Exactly reproduce the line containing "Would you mind marking the dome" together with every line after it, through the end of the entries, and give nothing more.

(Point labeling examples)
# # #
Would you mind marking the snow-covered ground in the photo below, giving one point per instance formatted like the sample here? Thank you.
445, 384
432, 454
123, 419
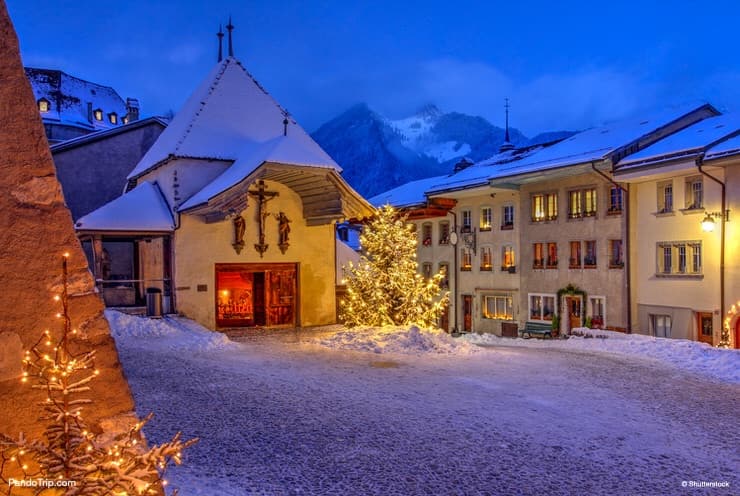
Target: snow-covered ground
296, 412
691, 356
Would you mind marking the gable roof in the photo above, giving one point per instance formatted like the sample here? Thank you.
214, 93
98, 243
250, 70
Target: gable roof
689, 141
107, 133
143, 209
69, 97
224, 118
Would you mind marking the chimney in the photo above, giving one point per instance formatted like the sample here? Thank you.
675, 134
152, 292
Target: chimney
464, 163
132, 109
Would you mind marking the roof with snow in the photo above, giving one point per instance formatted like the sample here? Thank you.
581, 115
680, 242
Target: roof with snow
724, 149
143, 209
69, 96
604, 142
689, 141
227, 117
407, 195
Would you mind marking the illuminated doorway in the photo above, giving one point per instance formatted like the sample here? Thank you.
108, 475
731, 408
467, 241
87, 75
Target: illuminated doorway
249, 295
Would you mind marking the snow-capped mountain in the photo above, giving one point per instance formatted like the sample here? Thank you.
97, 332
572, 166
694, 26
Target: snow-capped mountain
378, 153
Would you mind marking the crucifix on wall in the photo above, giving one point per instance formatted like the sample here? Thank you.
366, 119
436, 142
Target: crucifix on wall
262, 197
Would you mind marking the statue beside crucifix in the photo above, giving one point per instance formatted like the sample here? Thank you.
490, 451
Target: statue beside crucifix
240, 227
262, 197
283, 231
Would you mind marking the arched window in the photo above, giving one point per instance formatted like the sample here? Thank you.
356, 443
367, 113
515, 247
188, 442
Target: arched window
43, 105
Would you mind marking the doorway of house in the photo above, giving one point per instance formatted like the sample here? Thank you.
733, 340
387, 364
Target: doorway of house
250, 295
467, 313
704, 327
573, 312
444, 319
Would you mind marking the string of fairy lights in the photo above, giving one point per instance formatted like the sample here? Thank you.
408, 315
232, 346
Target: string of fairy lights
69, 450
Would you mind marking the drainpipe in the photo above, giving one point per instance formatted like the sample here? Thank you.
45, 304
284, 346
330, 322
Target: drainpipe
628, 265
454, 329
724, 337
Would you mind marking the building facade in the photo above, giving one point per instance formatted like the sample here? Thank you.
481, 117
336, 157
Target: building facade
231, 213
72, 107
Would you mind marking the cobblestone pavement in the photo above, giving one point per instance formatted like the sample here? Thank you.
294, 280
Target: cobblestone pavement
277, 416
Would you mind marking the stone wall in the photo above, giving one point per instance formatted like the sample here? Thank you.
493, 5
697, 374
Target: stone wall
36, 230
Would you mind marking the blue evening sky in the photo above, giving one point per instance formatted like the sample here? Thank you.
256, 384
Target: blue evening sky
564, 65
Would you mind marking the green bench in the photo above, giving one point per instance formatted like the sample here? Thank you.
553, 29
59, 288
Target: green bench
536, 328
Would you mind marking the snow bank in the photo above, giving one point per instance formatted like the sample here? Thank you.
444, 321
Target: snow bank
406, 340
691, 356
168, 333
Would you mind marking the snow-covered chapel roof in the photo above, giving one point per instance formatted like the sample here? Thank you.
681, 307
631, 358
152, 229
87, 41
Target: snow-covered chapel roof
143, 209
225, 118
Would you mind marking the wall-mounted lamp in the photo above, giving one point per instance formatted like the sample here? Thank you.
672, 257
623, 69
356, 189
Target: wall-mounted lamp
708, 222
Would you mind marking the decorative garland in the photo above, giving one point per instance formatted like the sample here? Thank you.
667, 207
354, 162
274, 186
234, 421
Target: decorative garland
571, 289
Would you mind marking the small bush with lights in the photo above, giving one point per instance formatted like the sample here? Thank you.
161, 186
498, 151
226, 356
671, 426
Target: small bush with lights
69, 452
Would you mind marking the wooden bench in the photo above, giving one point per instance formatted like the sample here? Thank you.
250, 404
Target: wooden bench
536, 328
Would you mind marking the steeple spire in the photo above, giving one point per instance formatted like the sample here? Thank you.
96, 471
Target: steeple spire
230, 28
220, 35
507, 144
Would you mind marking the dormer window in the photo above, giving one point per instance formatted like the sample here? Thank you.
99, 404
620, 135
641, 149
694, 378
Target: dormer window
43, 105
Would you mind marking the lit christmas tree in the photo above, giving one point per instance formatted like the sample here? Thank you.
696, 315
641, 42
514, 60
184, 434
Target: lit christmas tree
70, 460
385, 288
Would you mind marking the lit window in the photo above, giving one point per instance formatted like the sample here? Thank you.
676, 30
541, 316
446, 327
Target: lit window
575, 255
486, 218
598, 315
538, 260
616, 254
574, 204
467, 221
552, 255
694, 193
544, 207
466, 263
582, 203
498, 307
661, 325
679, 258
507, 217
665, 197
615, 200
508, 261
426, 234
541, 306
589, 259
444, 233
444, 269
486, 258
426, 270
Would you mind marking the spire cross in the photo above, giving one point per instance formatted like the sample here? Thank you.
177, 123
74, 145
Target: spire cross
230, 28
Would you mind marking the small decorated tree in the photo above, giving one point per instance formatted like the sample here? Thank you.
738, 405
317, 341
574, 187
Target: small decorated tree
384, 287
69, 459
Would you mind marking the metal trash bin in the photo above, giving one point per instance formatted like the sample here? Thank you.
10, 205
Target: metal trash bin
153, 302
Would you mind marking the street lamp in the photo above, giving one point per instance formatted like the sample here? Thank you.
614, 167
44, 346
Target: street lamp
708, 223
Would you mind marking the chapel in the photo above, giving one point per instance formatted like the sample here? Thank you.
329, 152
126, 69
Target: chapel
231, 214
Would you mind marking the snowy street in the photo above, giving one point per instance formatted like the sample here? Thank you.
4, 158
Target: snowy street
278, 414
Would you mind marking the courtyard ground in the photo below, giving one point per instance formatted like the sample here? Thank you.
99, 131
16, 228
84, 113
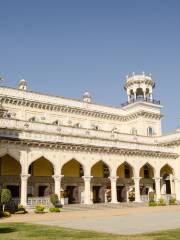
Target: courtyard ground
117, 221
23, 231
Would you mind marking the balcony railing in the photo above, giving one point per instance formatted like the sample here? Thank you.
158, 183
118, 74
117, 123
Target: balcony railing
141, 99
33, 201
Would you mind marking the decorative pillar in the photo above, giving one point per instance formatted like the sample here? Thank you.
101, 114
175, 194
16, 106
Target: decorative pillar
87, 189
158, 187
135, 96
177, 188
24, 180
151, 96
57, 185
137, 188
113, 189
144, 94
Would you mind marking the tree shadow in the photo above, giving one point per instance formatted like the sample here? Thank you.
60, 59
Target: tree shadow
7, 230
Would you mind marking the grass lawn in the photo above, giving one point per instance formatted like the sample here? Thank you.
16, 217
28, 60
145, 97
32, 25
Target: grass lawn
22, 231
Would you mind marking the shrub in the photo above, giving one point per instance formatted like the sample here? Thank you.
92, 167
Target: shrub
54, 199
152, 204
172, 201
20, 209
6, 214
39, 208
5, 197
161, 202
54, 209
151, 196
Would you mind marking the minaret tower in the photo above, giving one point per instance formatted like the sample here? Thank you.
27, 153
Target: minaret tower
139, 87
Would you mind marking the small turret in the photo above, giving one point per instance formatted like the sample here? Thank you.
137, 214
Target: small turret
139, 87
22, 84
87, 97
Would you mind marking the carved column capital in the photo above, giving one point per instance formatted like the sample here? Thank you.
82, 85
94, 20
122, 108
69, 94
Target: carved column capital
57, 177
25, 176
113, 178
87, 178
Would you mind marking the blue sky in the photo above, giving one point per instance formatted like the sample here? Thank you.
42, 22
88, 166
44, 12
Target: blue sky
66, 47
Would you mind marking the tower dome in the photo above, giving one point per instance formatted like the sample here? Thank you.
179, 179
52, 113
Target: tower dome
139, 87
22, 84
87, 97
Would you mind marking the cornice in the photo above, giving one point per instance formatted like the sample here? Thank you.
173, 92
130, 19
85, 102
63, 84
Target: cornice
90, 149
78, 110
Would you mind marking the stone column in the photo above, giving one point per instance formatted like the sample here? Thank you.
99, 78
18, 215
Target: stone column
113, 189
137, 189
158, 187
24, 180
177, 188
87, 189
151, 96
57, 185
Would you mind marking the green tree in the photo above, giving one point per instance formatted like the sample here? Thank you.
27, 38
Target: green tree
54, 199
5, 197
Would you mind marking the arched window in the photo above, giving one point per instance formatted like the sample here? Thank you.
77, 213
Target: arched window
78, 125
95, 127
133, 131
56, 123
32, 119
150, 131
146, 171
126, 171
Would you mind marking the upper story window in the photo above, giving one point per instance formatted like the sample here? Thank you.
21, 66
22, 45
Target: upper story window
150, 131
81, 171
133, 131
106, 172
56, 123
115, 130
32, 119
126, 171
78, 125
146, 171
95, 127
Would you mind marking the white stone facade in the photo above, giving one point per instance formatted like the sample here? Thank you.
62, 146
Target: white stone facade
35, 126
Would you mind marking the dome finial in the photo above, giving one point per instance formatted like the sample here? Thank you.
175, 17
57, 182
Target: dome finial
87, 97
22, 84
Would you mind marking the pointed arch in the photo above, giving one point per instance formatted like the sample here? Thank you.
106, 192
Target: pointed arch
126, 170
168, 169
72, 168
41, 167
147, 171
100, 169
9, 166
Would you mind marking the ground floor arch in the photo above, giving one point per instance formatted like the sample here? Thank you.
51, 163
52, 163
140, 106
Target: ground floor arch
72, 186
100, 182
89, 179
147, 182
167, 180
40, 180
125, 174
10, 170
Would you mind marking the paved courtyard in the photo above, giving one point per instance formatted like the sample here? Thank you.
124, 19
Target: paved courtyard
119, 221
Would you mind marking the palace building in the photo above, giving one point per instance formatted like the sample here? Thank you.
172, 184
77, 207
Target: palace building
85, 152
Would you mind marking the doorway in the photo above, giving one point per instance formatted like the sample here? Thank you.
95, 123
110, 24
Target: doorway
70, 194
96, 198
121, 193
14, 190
# # #
▸ Task response:
Would you mind marking the dome finial in the photo above, giving one point per instance formatted like the sample here? Thank you.
175, 17
57, 182
Target: dome finial
87, 97
22, 84
Would you mind marking the pointed arch in the photo above, giving one point per instance formatted like the sample here? Thank you.
106, 192
Target: pointed arch
126, 170
168, 169
72, 168
41, 167
147, 171
100, 169
9, 166
Would you mind marking the ground floor arch in the photo above, giving one point per instance formatted like the sample here? Thank you.
51, 163
52, 163
140, 106
Target: ground floor arch
72, 186
100, 182
89, 179
147, 182
167, 180
40, 180
125, 174
10, 170
Would you mind marking the paved courtyard in the photo above, giving one point per instance formatted like the sample here? Thank you.
124, 19
Target: paved courtyard
119, 221
Would you mind marking the palace building in the photo above, giving one point per instance formatted like the sample here? Thank you.
172, 184
77, 207
Target: palace building
85, 152
Would you mind marking the doorway in the photo above, giving one point per instance formatted like the sample here? Thank you.
95, 123
110, 24
Target: doorway
70, 194
96, 198
121, 193
14, 190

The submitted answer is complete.